THE REQUEST: Copy everything in the listing below word for word, apart from any images.

RECORDS FOR PROCESSING:
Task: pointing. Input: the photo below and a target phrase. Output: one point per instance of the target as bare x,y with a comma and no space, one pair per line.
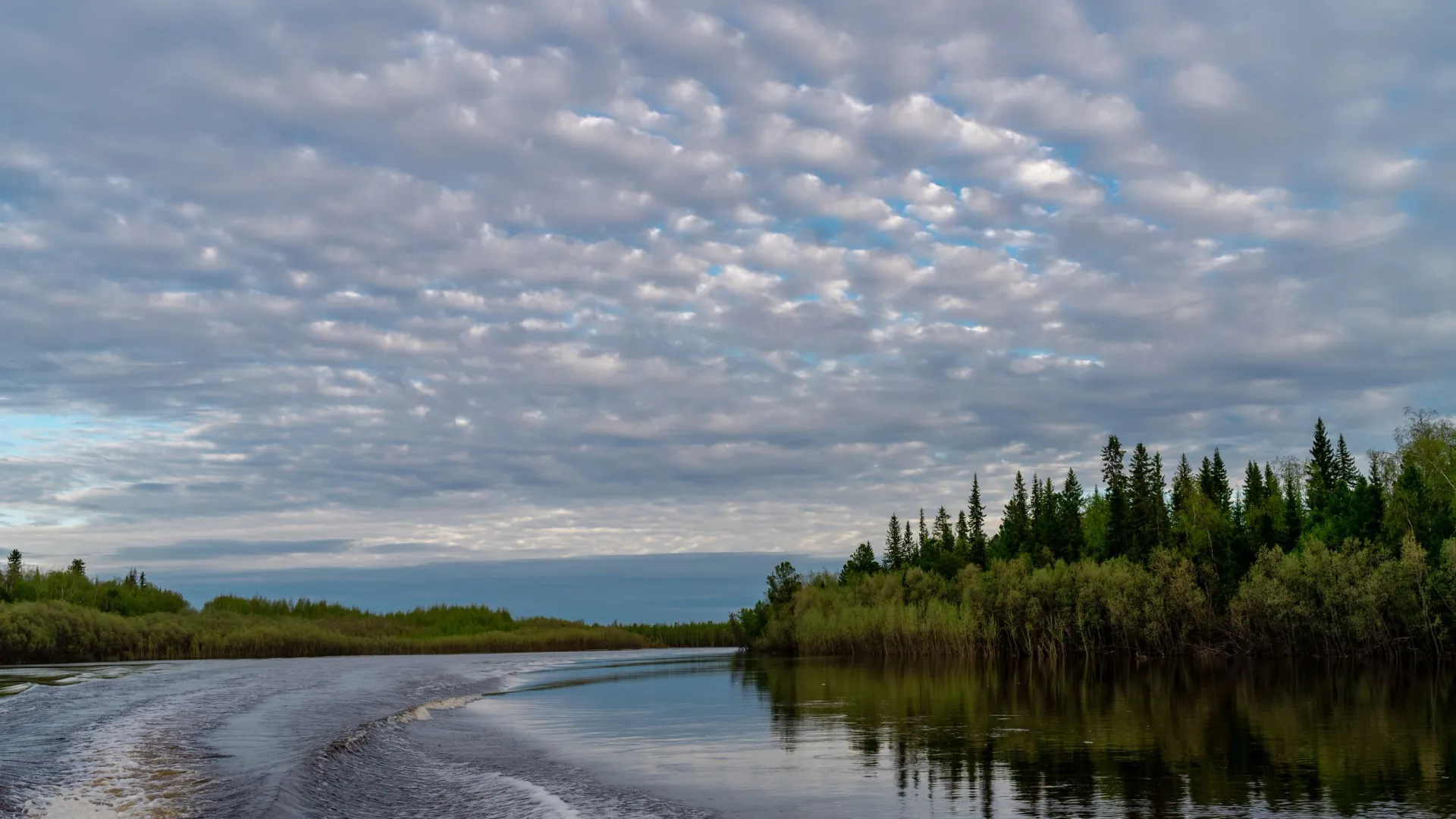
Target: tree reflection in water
1153,738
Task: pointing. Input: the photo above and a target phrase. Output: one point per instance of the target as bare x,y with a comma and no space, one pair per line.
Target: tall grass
66,617
1315,601
55,632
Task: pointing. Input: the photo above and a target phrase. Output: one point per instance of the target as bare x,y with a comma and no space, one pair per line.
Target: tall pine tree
976,523
1142,509
1069,513
894,551
1116,539
1015,532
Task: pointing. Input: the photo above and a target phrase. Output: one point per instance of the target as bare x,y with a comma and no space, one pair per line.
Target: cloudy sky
424,280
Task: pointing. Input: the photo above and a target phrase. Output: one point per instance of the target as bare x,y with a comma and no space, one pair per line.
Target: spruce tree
1142,509
1161,502
1036,519
894,553
943,529
1015,532
1183,484
976,523
1116,541
1069,515
1323,474
1223,494
1348,471
1293,515
859,563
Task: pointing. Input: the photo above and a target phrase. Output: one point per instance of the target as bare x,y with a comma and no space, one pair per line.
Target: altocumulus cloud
584,278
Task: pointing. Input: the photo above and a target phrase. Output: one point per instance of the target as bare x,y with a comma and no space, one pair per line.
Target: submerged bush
1337,602
1315,601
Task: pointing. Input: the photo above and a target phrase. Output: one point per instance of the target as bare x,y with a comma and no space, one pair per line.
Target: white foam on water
124,768
421,713
549,802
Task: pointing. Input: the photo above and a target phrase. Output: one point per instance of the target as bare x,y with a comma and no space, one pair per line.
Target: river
714,733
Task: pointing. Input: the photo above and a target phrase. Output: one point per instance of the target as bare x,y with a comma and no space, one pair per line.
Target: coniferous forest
67,617
1323,556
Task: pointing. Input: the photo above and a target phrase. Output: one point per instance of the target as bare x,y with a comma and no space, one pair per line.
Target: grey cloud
459,261
226,548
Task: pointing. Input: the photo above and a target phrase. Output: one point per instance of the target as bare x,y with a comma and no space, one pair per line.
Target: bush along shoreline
66,617
1310,557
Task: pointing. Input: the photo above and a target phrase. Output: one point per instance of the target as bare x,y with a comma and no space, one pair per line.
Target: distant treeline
1310,557
63,617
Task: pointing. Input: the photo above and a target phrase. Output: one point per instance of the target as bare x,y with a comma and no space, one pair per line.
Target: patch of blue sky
827,228
34,435
1072,153
22,187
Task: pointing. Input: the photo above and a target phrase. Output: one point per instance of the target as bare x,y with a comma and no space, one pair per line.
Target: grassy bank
64,617
1308,557
1315,602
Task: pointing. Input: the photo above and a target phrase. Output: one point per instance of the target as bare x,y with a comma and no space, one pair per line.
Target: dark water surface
712,733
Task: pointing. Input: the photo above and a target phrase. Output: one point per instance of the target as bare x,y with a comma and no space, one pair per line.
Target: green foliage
861,563
1338,602
686,634
64,617
1144,570
55,632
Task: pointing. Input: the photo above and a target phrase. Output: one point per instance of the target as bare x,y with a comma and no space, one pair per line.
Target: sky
425,283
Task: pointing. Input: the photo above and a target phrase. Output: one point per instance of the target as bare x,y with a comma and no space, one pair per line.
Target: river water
715,733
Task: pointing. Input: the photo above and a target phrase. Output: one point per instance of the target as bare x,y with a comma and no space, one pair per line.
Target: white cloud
425,271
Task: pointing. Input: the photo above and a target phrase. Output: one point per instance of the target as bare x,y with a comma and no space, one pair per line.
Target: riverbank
1315,602
63,617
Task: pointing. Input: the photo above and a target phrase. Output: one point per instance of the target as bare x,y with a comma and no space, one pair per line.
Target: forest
67,617
1304,556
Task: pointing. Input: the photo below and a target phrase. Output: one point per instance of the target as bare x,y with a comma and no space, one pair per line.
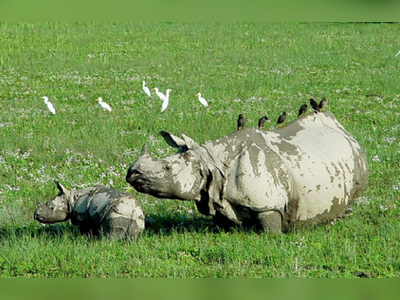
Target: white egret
159,94
103,104
166,101
146,89
202,100
49,105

ANSWER BELOW:
Task: pointing. Input: the photo below and a target phrase. Output: one point per instance of the target as bare x,y with a comma and no space, one pair per line.
Target: tree reflection in water
1153,738
Task: pointing. Input: the photo above and a target phrase. Output: one point per instance of the target as bare x,y with a comma and no space, one pair per line.
Target: tall grass
66,617
1315,601
55,632
Task: pointing. Input: the photo above and a target phrase. Output: one point per instance of the target as bare x,y with a comma and no space, one pair per line.
Target: tall pine tree
976,523
1142,509
1069,513
894,551
1116,539
1015,532
Task: pointing. Input: the photo above and a target phrase. Output: one point per instance of the target as bare x,y with a comma and no space, one pair per line.
Target: cloudy sky
424,280
Task: pointing. Input: the photo above and a target phrase. Output: one point per instance of the target as bare x,y with a comma and no space, one pair per line.
Target: spruce tree
1142,509
1161,502
1036,519
894,553
943,529
1015,532
1183,484
976,523
1116,541
1069,515
1323,474
1223,494
1348,471
1293,515
859,563
Task: pointing. Input: the photo above and a target phrase. Output: one point per instance of the target as bare x,y with a comma and no space, one pair per line.
Target: altocumulus cloud
584,278
Task: pointing. Input: the photo above and a target phrase. Output: one point per instance of the target as bare x,y with a comma and no space, one pair per line.
Target: submerged bush
1337,602
1315,601
Task: pointing. Input: the photo above and a target phrase. Output: one point per instance of the target as bare x,y with a comma and no space, one pair per line.
Target: white foam on water
124,768
421,713
549,802
Task: pointing. Input: the photo above and a target phrase. Output: one point per instance of the target as bare x,y with a comma and no space, one pair per line.
Target: river
714,733
Task: pointing. Input: the photo above and a target phrase. Output: one point per instance of the target as bare x,y with a comma and no space, one pair per line.
Target: coniferous forest
67,617
1323,556
Task: pointing. Input: the photo above and a target phrase. Output: one point per instance of the target as bare x,y with a comma and no space, one pair per line.
Target: grey cloud
459,261
226,548
Task: pointing. Input: the photo above and a target phrase. Output: one point per instance of the target as bare x,y with a comma and no space, one pair per line.
Target: bush along shoreline
66,617
1310,557
Task: pointing. Input: the photo above and a target phrase. Output: one point per instance of the target as bare x,y with a comma and no space, one pair per line.
Target: distant treeline
1310,557
63,617
Task: pointing. Input: the photo above and a target phrase. Output: one point per instance of the target as bare x,y with a comma and no space, one pair per line.
Target: patch of blue sky
827,228
34,435
1072,153
22,187
Task: pointing. Input: the photo above and a target phrase. Output: one point per instance of the target as bare x,y with a comma and no space, one pair per line.
Target: grassy bank
64,617
1308,557
1315,602
Task: pointing. Input: the photo above and a target phrase. Output: one point per instance of the target as bare x,y with a comma and no space, one pair per line.
Target: dark water surface
712,733
Task: pointing. Input: the photo above and a target phrase. Output: one point per instance of the target as bare x,y with a comma and no space, one pair per line.
Target: green foliage
861,563
1338,602
686,634
64,617
1144,570
55,632
Task: pointing. Input: the photo above and a target phrase. Output: one point per instance of the target as bare x,y with a comma and no space, one pair per line.
Target: sky
425,283
Task: pointing. Input: the photo above and a target phrase. Output: one point per instance of the target as bare x,y with a comma and no space, one pair per line.
Target: river water
715,733
Task: pointing. Input: the photo above and a target phrase. Output: one point per instance of the target as bare x,y with a comma and no space, one pair per line.
Target: white cloud
425,271
Task: pointing. Input: the photo above and a target phrase. Output: one point per instance of the target as bare x,y with a comma and no space, one pair per line.
Target: riverbank
1315,602
63,617
Task: pointing. Input: the photo above and a target phrase. Output: one point per instance of the target as bare x,y with a comma and no space, one pair per line.
Target: forest
67,617
1304,556
Task: pointing. Input: the photo below and a target phrase. Output: one point per instance of the target as bare x,y with a comma and no space, one pair per line.
Target: white egret
159,94
103,104
166,101
146,89
202,100
49,105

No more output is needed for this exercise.